From the listing below, copy every line with the word "blue".

● ● ● ●

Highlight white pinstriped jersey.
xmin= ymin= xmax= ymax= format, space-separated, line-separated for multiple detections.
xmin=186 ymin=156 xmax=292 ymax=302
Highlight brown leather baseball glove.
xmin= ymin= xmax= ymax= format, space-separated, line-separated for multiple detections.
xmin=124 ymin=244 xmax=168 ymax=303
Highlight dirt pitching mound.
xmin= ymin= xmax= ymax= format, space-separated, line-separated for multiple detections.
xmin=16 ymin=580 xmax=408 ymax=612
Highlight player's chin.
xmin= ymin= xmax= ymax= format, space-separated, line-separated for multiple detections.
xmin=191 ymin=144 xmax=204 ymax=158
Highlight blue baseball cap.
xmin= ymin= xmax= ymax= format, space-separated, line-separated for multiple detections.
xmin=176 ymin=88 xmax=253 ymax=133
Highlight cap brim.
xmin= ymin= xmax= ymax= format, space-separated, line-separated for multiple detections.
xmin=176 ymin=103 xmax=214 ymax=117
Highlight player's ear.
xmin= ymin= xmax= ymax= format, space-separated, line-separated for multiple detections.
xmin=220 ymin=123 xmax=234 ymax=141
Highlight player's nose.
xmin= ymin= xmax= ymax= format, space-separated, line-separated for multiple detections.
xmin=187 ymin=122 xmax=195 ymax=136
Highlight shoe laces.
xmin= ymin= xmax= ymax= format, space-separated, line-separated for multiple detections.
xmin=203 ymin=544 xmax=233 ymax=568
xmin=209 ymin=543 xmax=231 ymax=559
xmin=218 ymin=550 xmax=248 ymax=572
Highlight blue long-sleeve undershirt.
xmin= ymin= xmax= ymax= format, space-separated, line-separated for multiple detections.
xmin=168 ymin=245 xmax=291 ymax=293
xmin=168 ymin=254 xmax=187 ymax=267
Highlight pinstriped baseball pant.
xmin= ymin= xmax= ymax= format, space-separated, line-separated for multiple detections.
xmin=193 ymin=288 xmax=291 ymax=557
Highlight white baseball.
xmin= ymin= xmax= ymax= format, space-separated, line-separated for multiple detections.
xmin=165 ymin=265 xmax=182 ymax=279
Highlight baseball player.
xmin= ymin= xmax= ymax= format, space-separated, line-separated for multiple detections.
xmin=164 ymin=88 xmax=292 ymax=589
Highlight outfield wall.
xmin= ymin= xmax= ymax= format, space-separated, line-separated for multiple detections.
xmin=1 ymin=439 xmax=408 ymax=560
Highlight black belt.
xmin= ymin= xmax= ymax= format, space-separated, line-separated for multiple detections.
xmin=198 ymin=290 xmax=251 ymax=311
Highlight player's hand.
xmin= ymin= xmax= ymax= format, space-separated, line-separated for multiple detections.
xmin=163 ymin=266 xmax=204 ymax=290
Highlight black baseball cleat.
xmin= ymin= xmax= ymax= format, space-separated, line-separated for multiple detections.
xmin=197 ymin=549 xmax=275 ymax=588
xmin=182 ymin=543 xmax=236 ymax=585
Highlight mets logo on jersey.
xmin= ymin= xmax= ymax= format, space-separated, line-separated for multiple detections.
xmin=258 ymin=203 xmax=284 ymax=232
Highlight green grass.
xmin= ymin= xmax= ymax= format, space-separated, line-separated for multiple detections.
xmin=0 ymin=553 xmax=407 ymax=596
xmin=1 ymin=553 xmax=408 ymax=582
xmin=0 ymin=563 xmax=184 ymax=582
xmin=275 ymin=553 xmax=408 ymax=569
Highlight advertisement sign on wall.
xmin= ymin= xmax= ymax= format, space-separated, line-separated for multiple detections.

● ● ● ●

Answer to the problem.
Highlight blue baseball cap.
Highlight blue long-sleeve undershirt.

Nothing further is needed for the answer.